PASSAGE SHOWN:
======

Re: Summary of C++0x Feature Availability

From:
Vadim Zeitlin <vadim@wxwidgets.org>
Newsgroups:
comp.lang.c++.moderated
Date:
Sat, 20 Mar 2010 02:21:25 CST
Message-ID:
<slrnhq7vio.4rf.vadim@sunset.tt-solutions.com>
On 2010-03-19, Scott Meyers <NeverRead@aristeia.com> wrote:

johannes.dahlstrom@gmail.com wrote:

g++ 4.4 has threads, atomics, locks, mutexes, and condition variables.


Hmmm. Given

   #include <thread>
   #include <mutex>

   int main()
   {
     std::thread t;
     std::mutex m;
   }

I get:

   g++ (TDM-1 mingw32) 4.4.1
   Copyright (C) 2009 Free Software Foundation, Inc.
   This is free software; see the source for copying conditions. There is NO
   warranty; not even for MERCHANTABILITY or FITNESS FOR A PARTICULAR PURPOSE.

   threads.cpp: In function 'int main()':
   threads.cpp:6: error: 'thread' is not a member of 'std'
   threads.cpp:6: error: expected ';' before 't'
   threads.cpp:7: error: 'mutex' is not a member of 'std'
   threads.cpp:7: error: expected ';' before 'm'

....

======

RAW DATA:

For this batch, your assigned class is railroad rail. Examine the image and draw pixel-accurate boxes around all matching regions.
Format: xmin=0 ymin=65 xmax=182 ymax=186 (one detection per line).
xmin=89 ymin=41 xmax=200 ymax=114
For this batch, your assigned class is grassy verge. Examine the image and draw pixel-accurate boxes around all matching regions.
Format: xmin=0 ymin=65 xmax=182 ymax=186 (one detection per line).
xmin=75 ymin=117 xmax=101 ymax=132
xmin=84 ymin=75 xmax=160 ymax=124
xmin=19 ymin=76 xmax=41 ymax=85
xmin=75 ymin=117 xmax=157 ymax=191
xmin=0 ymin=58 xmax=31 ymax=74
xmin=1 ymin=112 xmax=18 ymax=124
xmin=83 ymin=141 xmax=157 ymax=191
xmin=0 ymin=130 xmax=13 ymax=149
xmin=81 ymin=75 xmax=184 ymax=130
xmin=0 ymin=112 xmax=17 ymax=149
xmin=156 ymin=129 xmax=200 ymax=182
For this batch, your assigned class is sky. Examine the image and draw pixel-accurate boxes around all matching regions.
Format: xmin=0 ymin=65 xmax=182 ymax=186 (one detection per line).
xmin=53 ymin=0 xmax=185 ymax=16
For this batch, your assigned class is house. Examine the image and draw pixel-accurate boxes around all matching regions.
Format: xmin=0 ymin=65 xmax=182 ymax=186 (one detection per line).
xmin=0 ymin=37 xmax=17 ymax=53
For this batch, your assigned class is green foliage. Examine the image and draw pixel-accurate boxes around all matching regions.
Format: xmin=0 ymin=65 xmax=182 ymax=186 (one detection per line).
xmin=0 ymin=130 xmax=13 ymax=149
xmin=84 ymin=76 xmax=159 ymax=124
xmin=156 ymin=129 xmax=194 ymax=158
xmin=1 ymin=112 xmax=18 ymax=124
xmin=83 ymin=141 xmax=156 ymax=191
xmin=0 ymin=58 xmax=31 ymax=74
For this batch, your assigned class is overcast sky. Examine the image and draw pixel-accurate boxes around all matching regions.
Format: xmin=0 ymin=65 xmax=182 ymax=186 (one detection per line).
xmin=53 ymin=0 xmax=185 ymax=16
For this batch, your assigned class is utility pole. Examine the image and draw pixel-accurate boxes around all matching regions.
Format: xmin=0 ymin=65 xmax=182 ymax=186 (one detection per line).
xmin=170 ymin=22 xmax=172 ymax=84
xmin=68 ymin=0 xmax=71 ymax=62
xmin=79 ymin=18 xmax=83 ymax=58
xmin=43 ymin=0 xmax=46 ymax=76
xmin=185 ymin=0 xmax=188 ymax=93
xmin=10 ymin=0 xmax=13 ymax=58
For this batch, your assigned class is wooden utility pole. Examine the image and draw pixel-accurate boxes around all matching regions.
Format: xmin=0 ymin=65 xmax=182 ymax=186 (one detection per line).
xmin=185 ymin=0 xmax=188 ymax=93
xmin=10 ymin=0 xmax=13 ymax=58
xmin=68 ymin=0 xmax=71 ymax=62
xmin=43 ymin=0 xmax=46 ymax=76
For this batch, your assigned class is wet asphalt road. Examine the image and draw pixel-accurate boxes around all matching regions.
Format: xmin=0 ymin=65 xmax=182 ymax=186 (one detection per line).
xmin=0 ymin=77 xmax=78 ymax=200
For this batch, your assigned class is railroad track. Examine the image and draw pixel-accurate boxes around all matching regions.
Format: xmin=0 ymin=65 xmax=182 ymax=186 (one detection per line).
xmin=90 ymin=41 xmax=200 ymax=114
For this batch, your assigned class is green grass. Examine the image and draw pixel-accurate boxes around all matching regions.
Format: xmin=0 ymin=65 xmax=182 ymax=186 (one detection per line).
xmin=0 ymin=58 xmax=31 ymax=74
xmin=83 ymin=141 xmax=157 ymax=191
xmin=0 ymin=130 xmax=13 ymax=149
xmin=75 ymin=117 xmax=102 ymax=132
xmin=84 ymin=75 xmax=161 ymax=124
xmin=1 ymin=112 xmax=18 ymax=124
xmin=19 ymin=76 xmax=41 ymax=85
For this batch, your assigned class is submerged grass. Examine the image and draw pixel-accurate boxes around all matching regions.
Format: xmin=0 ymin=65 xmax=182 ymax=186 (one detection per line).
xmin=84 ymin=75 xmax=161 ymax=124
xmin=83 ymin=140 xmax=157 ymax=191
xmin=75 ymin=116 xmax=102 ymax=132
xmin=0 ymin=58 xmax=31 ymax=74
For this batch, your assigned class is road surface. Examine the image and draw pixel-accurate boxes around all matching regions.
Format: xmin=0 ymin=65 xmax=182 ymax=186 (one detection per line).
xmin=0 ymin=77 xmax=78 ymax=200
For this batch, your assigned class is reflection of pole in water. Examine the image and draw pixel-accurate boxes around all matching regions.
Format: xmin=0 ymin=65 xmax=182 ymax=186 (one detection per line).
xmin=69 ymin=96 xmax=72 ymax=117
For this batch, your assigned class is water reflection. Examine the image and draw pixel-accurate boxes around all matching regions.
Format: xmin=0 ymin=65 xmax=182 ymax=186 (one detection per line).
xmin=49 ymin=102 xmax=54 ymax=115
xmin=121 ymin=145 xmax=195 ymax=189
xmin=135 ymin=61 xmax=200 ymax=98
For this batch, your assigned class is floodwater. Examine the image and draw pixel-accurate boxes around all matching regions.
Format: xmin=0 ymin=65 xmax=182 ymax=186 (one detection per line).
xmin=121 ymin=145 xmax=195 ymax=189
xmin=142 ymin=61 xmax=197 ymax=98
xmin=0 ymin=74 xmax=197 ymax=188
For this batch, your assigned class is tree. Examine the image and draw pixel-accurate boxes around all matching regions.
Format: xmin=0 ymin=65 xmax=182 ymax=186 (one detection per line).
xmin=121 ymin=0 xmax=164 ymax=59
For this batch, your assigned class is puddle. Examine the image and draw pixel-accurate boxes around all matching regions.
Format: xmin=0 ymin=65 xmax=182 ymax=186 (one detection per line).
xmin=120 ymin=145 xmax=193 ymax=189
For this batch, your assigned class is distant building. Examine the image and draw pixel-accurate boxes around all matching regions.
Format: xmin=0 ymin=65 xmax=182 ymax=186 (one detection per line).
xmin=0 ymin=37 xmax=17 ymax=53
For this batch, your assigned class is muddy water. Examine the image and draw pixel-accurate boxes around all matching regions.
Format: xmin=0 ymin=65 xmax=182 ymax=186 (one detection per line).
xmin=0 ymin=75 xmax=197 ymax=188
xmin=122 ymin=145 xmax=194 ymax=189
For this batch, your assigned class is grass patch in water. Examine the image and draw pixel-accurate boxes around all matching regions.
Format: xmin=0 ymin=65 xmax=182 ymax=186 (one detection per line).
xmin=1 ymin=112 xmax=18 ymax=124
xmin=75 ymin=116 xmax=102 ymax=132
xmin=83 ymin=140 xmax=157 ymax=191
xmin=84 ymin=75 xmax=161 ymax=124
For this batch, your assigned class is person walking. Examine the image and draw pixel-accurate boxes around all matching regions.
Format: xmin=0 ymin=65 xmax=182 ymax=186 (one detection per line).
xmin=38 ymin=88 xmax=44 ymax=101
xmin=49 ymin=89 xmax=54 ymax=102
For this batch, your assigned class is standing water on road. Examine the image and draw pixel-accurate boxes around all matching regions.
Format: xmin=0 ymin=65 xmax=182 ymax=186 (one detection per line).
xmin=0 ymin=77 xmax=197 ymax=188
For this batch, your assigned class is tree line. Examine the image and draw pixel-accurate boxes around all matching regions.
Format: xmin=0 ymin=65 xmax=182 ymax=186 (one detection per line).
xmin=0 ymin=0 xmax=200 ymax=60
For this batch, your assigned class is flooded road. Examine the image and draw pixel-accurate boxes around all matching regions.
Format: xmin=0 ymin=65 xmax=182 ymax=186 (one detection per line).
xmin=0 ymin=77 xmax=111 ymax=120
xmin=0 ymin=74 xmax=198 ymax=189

======

WHAT YOU WILL DO:
a - In the newsgroup post, why does Scott Meyers answer "Hmmm" to the claim that g++ 4.4 has threads and mutexes? Explain in one to three sentences.
b - Transcribe the stretch of the newsgroup post from "g++ (TDM-1 mingw32)" through "A PARTICULAR PURPOSE.".

ANSWERS PER TASK:
a - He compiled a short program that includes <thread> and <mutex> and declares a std::thread and a std::mutex using g++ (TDM-1 mingw32) 4.4.1. It failed with errors saying that 'thread' and 'mutex' are not members of 'std', which contradicts the claim.

b -
g++ (TDM-1 mingw32) 4.4.1
   Copyright (C) 2009 Free Software Foundation, Inc.
   This is free software; see the source for copying conditions. There is NO
   warranty; not even for MERCHANTABILITY or FITNESS FOR A PARTICULAR PURPOSE.